BEGIN ENTRIES SUPPLIED
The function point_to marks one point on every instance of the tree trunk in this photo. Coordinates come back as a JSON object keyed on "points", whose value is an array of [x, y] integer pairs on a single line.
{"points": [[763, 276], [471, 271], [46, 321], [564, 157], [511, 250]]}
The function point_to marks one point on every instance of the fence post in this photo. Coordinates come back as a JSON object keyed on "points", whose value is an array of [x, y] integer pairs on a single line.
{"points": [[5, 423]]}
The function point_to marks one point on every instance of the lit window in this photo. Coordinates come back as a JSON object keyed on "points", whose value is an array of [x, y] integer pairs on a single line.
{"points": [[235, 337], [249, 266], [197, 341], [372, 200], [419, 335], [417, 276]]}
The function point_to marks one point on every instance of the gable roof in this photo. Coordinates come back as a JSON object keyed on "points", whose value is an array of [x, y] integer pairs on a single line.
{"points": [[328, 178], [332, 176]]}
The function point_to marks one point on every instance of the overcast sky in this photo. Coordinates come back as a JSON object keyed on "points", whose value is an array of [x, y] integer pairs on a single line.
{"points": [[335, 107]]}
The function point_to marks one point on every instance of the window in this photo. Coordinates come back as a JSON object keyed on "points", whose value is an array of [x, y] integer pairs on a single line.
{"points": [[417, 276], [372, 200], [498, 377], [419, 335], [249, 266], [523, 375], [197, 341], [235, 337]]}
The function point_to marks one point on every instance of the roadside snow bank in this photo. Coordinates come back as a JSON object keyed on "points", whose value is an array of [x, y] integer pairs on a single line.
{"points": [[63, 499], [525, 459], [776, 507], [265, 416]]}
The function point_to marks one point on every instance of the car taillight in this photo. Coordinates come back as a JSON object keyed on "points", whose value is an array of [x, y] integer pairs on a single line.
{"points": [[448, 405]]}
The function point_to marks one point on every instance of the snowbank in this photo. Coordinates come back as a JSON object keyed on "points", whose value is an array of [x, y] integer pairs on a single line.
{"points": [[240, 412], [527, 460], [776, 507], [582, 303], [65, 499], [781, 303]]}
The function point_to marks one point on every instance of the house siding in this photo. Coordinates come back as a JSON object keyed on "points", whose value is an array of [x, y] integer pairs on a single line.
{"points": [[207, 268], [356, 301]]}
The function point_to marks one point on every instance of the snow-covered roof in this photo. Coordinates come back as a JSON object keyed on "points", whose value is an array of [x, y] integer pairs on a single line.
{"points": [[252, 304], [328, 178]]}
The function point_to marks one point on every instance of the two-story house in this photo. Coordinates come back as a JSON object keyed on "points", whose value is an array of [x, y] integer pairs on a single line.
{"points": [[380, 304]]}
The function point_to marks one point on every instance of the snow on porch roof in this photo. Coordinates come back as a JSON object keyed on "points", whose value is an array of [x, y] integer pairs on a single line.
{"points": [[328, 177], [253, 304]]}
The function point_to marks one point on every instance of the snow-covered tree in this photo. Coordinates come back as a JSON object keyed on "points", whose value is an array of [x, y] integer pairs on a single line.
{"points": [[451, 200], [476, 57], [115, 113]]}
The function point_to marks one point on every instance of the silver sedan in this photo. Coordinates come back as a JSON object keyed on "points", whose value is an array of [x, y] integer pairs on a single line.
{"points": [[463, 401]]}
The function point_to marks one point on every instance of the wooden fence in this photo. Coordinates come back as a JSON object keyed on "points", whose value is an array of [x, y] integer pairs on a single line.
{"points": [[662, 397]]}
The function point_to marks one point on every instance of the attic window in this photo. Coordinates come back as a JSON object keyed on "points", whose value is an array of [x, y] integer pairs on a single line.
END ENTRIES SUPPLIED
REQUIREMENT: What is needed is a word-for-word restatement of every line from the one with "of the two-story" to the end of the entries above.

RESPONSE BOX:
The function point_to marks one point on every instance of the two-story house in this photo. Coordinates come back as a JSON object keyed on "points", whose value is an array of [x, y] integer pairs on a single line.
{"points": [[380, 304]]}
The function point_to marks one point on every instance of the snow on porch roof in this photo. Coordinates come back as a JSON object keyed on "points", whose value is an array of [x, y] integer pairs on a single line.
{"points": [[328, 177], [253, 304]]}
The function point_to marks one point on every instance of the snow-covered tree in this photo. Coordinates come back as a JSON object keyed on "points", whose value is an array of [x, y] integer pairs on a single line.
{"points": [[451, 200], [476, 57], [115, 113]]}
The function point_to marks one point on every instance of the silver sedan in this photo. Coordinates come back as a JSON object keyed on "points", whose value is an array of [x, y] integer pairs on a single line.
{"points": [[463, 401]]}
The function point_to marks one point on every instance of the wooden fence in this photo. Coordinates come back as a JSON object keyed on "points", whose value is an array of [x, y] integer pairs on a single line.
{"points": [[662, 397]]}
The function point_to marks one point on every instance of the attic window in this photo. Coordinates come back as a JSON object keyed on "points", whose value is an array of [x, y] integer pairs on a single line.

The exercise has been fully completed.